_What is needed_
Collect every line from the rows below that contains the string "artwork".

_Material provided_
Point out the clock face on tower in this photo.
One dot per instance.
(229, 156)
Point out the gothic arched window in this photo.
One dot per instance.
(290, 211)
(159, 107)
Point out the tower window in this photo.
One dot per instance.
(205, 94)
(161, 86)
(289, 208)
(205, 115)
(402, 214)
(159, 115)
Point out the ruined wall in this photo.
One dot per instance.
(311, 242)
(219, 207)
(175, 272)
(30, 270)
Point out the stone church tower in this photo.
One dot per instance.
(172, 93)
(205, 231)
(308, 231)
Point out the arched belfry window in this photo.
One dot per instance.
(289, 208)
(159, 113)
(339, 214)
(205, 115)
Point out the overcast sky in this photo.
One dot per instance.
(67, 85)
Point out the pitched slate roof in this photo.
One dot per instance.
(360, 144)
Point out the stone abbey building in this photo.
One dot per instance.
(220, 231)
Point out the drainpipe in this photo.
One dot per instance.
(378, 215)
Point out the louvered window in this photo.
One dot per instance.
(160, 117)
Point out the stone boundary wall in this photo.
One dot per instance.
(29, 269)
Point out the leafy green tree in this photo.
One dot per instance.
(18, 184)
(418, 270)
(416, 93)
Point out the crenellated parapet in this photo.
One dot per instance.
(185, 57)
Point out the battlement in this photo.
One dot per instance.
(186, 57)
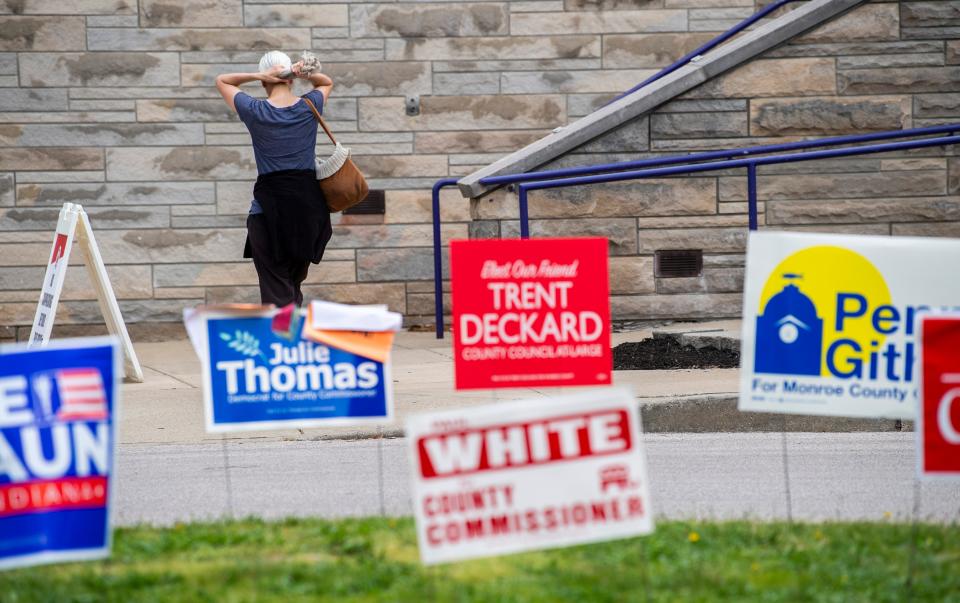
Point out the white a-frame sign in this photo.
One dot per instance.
(73, 222)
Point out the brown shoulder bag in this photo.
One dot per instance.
(345, 186)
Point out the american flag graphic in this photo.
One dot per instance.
(82, 396)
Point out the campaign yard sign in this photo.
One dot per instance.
(830, 322)
(528, 475)
(255, 378)
(938, 419)
(57, 450)
(530, 312)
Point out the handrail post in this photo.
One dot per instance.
(438, 254)
(524, 214)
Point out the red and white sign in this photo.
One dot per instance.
(938, 418)
(528, 475)
(531, 312)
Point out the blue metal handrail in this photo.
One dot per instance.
(751, 165)
(712, 155)
(615, 172)
(690, 56)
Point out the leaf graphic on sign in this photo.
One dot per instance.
(243, 342)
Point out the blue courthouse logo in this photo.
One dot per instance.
(789, 334)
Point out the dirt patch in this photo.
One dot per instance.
(665, 353)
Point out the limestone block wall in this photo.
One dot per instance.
(884, 66)
(110, 103)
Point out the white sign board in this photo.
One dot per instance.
(830, 321)
(73, 223)
(528, 475)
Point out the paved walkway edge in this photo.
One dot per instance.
(710, 413)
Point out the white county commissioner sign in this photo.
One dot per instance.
(830, 321)
(526, 475)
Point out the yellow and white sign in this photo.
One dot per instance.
(830, 321)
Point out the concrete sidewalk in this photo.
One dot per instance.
(168, 406)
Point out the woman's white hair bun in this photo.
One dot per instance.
(274, 58)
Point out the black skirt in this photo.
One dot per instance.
(298, 221)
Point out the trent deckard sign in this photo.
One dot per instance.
(830, 322)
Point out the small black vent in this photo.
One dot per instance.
(373, 204)
(676, 263)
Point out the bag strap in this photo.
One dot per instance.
(323, 124)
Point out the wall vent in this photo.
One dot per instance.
(678, 263)
(373, 204)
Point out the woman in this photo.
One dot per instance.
(288, 226)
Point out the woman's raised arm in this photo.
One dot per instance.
(229, 83)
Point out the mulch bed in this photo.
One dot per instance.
(664, 353)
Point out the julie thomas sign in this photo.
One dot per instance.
(528, 475)
(938, 420)
(257, 379)
(830, 322)
(531, 312)
(57, 450)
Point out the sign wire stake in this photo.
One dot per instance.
(383, 505)
(226, 475)
(786, 468)
(914, 530)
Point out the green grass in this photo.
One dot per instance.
(376, 560)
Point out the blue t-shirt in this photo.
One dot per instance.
(284, 138)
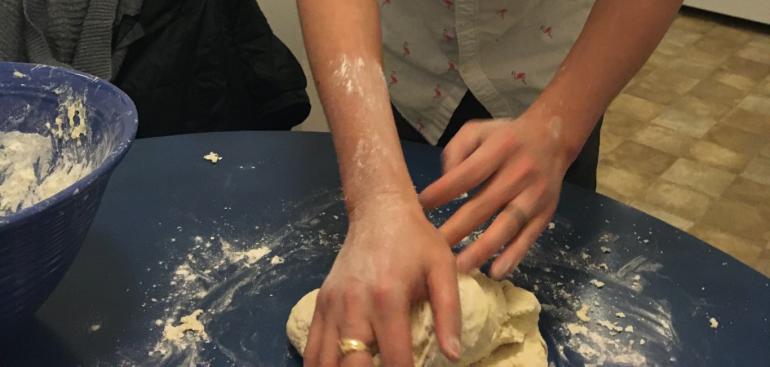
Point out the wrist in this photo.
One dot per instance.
(383, 203)
(566, 129)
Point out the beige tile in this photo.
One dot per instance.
(758, 170)
(757, 104)
(644, 71)
(636, 107)
(745, 250)
(608, 142)
(673, 220)
(623, 182)
(681, 37)
(678, 200)
(745, 67)
(756, 50)
(621, 124)
(729, 33)
(737, 140)
(669, 48)
(698, 176)
(712, 91)
(663, 139)
(695, 63)
(662, 86)
(659, 60)
(765, 152)
(747, 120)
(718, 156)
(737, 81)
(748, 192)
(763, 87)
(717, 46)
(739, 218)
(640, 159)
(700, 107)
(685, 123)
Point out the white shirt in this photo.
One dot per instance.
(504, 51)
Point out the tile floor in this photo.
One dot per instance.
(688, 140)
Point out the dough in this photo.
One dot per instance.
(499, 326)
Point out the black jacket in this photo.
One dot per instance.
(208, 65)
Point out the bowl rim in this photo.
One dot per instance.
(113, 158)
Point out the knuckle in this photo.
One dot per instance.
(383, 294)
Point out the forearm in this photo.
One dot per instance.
(343, 42)
(614, 44)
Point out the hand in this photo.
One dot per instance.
(520, 165)
(392, 257)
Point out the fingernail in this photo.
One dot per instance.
(503, 269)
(454, 348)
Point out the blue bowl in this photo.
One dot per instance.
(39, 242)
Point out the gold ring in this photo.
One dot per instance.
(520, 216)
(350, 345)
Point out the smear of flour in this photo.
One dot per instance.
(214, 274)
(34, 167)
(31, 171)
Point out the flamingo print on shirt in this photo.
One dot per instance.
(420, 126)
(546, 30)
(519, 76)
(448, 36)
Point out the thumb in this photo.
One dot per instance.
(445, 303)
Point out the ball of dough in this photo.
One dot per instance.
(499, 326)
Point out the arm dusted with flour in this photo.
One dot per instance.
(392, 256)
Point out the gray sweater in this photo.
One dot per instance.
(69, 33)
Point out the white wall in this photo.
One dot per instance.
(283, 19)
(756, 10)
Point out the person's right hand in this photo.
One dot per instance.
(392, 258)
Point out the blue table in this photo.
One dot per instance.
(167, 208)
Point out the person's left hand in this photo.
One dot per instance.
(520, 164)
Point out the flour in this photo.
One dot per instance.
(188, 325)
(30, 170)
(213, 157)
(34, 167)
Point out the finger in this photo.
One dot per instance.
(461, 146)
(501, 232)
(517, 249)
(445, 303)
(482, 206)
(392, 329)
(479, 166)
(311, 354)
(329, 355)
(355, 325)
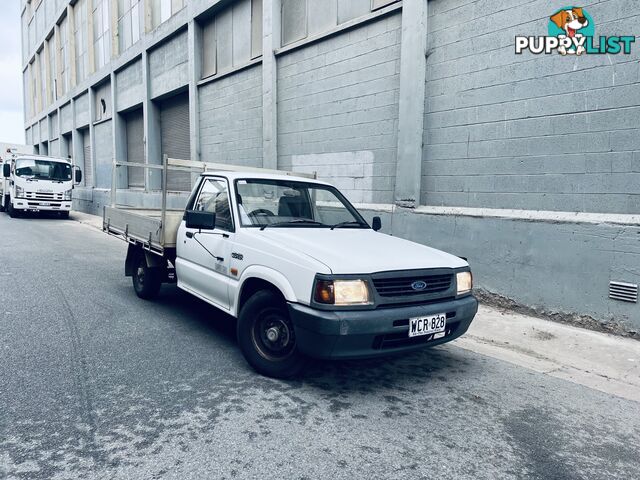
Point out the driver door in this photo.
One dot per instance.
(203, 257)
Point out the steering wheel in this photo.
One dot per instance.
(261, 211)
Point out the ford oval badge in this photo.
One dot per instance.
(419, 285)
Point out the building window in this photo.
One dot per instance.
(307, 18)
(162, 10)
(101, 32)
(129, 22)
(42, 79)
(80, 34)
(232, 37)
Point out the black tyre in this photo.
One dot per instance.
(146, 280)
(267, 338)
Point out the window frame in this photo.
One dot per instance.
(192, 203)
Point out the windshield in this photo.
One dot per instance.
(43, 169)
(283, 203)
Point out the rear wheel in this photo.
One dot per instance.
(267, 338)
(146, 280)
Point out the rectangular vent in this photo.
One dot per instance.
(627, 292)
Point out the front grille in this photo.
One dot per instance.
(402, 286)
(402, 339)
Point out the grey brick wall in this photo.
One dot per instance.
(231, 119)
(529, 131)
(338, 104)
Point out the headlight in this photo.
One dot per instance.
(464, 280)
(342, 292)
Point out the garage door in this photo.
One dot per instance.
(87, 171)
(135, 147)
(174, 128)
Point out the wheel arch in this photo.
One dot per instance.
(261, 278)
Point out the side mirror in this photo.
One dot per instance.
(200, 220)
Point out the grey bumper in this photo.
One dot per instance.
(371, 333)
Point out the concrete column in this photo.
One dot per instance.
(92, 137)
(195, 73)
(152, 139)
(76, 140)
(412, 93)
(47, 67)
(270, 42)
(119, 133)
(58, 88)
(115, 43)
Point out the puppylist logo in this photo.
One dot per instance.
(572, 32)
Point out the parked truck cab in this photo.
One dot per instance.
(35, 183)
(299, 267)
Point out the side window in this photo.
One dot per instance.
(214, 197)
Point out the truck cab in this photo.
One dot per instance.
(35, 183)
(300, 268)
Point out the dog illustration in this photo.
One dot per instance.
(570, 21)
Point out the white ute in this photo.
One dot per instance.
(36, 183)
(298, 266)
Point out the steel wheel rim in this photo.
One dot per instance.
(273, 335)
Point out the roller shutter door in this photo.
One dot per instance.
(174, 129)
(135, 147)
(87, 172)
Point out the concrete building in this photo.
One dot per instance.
(528, 165)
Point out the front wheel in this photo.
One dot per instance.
(13, 213)
(146, 280)
(267, 338)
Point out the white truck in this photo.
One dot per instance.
(36, 183)
(298, 266)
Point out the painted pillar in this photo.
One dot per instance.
(413, 64)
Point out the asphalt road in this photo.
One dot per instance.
(95, 383)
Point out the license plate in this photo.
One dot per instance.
(419, 326)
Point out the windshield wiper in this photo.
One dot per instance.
(346, 224)
(291, 222)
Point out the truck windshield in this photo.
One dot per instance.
(43, 169)
(283, 203)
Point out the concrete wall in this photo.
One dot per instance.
(129, 86)
(103, 153)
(553, 266)
(168, 65)
(231, 119)
(529, 131)
(339, 99)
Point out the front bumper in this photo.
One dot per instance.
(372, 333)
(29, 205)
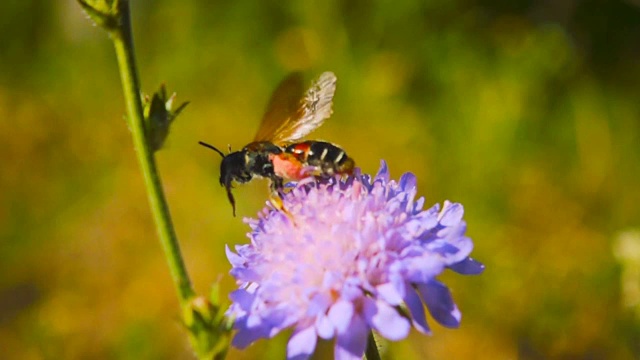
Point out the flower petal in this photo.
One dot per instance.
(302, 343)
(416, 308)
(341, 314)
(350, 345)
(440, 303)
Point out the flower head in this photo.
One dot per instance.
(359, 254)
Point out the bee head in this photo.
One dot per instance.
(233, 167)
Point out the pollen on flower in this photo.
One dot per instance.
(359, 248)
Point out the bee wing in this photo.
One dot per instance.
(291, 115)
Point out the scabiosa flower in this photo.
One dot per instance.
(354, 255)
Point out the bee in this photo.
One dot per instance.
(276, 152)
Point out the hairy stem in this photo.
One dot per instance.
(372, 353)
(123, 42)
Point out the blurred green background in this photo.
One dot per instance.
(527, 112)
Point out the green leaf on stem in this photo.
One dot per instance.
(159, 115)
(104, 13)
(209, 328)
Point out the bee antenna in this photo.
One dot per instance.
(211, 147)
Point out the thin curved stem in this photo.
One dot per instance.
(123, 42)
(372, 352)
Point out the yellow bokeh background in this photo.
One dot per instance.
(527, 112)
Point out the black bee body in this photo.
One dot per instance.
(291, 114)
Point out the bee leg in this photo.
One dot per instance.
(276, 197)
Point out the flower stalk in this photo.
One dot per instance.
(115, 17)
(122, 39)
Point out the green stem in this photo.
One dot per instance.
(123, 42)
(372, 353)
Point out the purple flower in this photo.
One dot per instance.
(357, 254)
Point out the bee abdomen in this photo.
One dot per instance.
(328, 158)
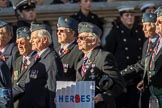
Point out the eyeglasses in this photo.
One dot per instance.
(61, 31)
(83, 38)
(159, 22)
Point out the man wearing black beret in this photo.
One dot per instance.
(44, 70)
(99, 66)
(21, 64)
(67, 32)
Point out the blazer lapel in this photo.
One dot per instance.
(91, 61)
(70, 47)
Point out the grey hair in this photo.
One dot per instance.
(93, 35)
(44, 33)
(9, 29)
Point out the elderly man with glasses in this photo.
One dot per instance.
(99, 66)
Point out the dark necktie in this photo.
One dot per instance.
(61, 51)
(150, 47)
(155, 51)
(24, 65)
(84, 66)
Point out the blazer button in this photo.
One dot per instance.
(124, 40)
(126, 48)
(127, 57)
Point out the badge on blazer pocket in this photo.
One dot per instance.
(15, 74)
(66, 66)
(33, 74)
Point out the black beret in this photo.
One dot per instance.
(149, 17)
(89, 27)
(68, 22)
(2, 23)
(23, 32)
(159, 11)
(39, 26)
(25, 4)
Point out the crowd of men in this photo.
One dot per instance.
(126, 69)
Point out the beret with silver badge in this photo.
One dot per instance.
(89, 27)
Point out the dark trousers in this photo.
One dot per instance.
(129, 99)
(5, 102)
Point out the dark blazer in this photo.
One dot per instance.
(70, 60)
(5, 83)
(136, 70)
(156, 74)
(125, 44)
(40, 86)
(19, 78)
(10, 55)
(102, 62)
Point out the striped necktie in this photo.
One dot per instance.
(61, 51)
(155, 51)
(84, 65)
(24, 64)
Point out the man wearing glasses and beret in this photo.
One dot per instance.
(21, 64)
(5, 86)
(67, 32)
(153, 68)
(99, 66)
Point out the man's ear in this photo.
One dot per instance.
(45, 39)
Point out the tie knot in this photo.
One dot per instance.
(37, 57)
(0, 52)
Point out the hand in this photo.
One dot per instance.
(98, 98)
(140, 86)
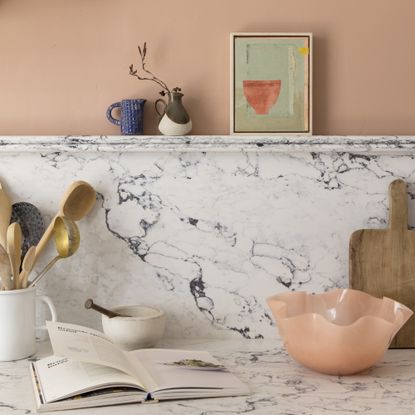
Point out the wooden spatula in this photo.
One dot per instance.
(382, 261)
(14, 250)
(5, 213)
(5, 271)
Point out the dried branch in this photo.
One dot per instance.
(134, 72)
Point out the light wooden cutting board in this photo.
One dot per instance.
(382, 261)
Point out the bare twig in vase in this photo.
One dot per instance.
(134, 72)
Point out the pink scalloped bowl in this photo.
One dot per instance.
(340, 332)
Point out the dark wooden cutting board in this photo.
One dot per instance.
(382, 261)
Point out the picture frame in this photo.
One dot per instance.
(271, 84)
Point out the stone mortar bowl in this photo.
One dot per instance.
(340, 332)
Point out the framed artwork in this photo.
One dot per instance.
(271, 77)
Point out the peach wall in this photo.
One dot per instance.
(64, 61)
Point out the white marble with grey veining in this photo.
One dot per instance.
(279, 385)
(207, 230)
(279, 144)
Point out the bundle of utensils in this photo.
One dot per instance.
(23, 237)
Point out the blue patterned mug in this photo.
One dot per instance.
(132, 111)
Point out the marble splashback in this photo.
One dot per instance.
(207, 229)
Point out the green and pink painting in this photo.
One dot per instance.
(271, 88)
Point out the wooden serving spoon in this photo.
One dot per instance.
(5, 271)
(111, 314)
(67, 240)
(27, 266)
(5, 213)
(14, 250)
(76, 203)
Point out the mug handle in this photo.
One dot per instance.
(164, 107)
(109, 113)
(54, 315)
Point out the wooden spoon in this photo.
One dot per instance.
(27, 266)
(14, 250)
(76, 203)
(109, 313)
(67, 240)
(5, 271)
(5, 213)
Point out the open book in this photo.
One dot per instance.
(88, 369)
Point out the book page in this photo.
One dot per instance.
(60, 377)
(87, 345)
(184, 369)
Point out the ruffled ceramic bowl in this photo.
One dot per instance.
(339, 332)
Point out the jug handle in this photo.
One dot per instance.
(109, 113)
(164, 107)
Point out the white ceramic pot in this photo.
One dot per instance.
(143, 329)
(18, 322)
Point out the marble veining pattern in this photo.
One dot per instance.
(207, 235)
(279, 144)
(279, 385)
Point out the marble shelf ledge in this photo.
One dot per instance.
(279, 385)
(399, 145)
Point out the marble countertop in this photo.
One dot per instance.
(279, 385)
(210, 143)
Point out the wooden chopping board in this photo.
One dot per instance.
(382, 261)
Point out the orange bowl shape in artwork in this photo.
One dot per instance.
(340, 332)
(262, 95)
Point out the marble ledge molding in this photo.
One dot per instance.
(281, 144)
(206, 235)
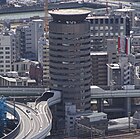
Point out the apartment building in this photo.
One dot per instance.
(69, 59)
(7, 51)
(28, 37)
(99, 68)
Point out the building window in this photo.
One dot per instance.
(101, 21)
(111, 21)
(121, 20)
(116, 21)
(96, 28)
(106, 21)
(101, 28)
(96, 21)
(106, 27)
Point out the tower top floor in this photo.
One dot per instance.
(64, 15)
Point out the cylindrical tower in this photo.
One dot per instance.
(69, 55)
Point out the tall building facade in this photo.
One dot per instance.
(27, 39)
(99, 68)
(7, 51)
(69, 62)
(69, 54)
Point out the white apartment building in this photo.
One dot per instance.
(7, 51)
(28, 37)
(43, 58)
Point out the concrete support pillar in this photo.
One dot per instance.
(100, 105)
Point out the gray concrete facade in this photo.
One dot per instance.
(70, 64)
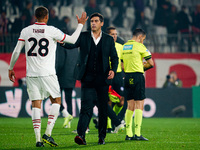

_In response_
Point out the framed artwork in this photo.
Point out the orange bowl shape in artwork in this photo.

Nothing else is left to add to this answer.